## Start Task inputs

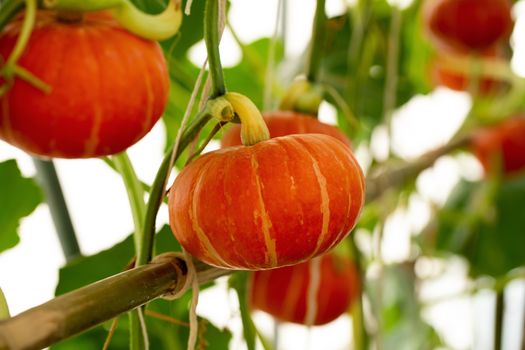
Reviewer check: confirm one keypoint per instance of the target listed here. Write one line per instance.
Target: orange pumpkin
(467, 25)
(276, 203)
(503, 145)
(108, 88)
(283, 292)
(282, 123)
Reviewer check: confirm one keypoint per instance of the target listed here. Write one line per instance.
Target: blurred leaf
(19, 196)
(86, 270)
(363, 83)
(403, 327)
(492, 242)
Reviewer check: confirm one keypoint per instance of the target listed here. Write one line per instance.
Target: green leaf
(362, 82)
(491, 240)
(402, 325)
(162, 334)
(19, 196)
(86, 270)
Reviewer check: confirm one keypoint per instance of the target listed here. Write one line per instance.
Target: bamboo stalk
(80, 310)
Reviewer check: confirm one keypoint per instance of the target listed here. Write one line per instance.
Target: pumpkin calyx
(221, 109)
(303, 96)
(253, 127)
(153, 27)
(70, 16)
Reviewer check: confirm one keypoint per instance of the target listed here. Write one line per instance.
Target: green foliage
(492, 240)
(162, 334)
(403, 327)
(19, 196)
(358, 72)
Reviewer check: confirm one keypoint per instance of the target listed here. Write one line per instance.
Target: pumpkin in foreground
(276, 203)
(108, 87)
(283, 292)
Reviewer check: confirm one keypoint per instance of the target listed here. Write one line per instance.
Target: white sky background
(101, 215)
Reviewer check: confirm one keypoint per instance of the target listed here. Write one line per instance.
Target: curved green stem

## End Task inputs

_Task instructions_: Type out every line of the records above word for word, but leave out the pictures.

_Task response_:
Reviewer check: confirm one keypoint per instance of the target listed here. Write one line per instance.
Target: orange pumpkin
(467, 25)
(276, 203)
(503, 145)
(108, 88)
(283, 292)
(282, 123)
Reviewer check: confirm one keypoint per instance of the target listed here. Write one line per instance.
Target: blurred leaf
(19, 196)
(86, 270)
(363, 83)
(403, 327)
(492, 242)
Reviewer check: confirm one keypoint per instance of the target listed here. Write one line per instance.
Target: green leaf
(362, 82)
(491, 240)
(402, 325)
(162, 334)
(19, 196)
(86, 270)
Reviewer check: confirm one keypoint per instance of the target listed here. Write one line per instance.
Target: bamboo stalk
(80, 310)
Reviewer check: confirm one keypoint per instance of the target listed here. Write one line per instance.
Target: pumpkin calyx
(221, 109)
(303, 96)
(253, 127)
(153, 27)
(70, 16)
Reviewer check: confirm one keypoint per instance of the target listed here. Write one line per instance.
Target: green foliage
(492, 240)
(162, 334)
(403, 327)
(19, 196)
(358, 72)
Reviewer check: confirm one keypoint per instance of the target listed here. Write one line per instance.
Target: pumpkin in foreground
(276, 203)
(108, 87)
(283, 292)
Reviewer check: confirm one keypoint per instance of the target listed here. Write one line per instance.
Target: white sky background
(101, 215)
Reviewer check: confirm one keypoint per instance of the target listed here. Write one line per instance.
Target: curved green stem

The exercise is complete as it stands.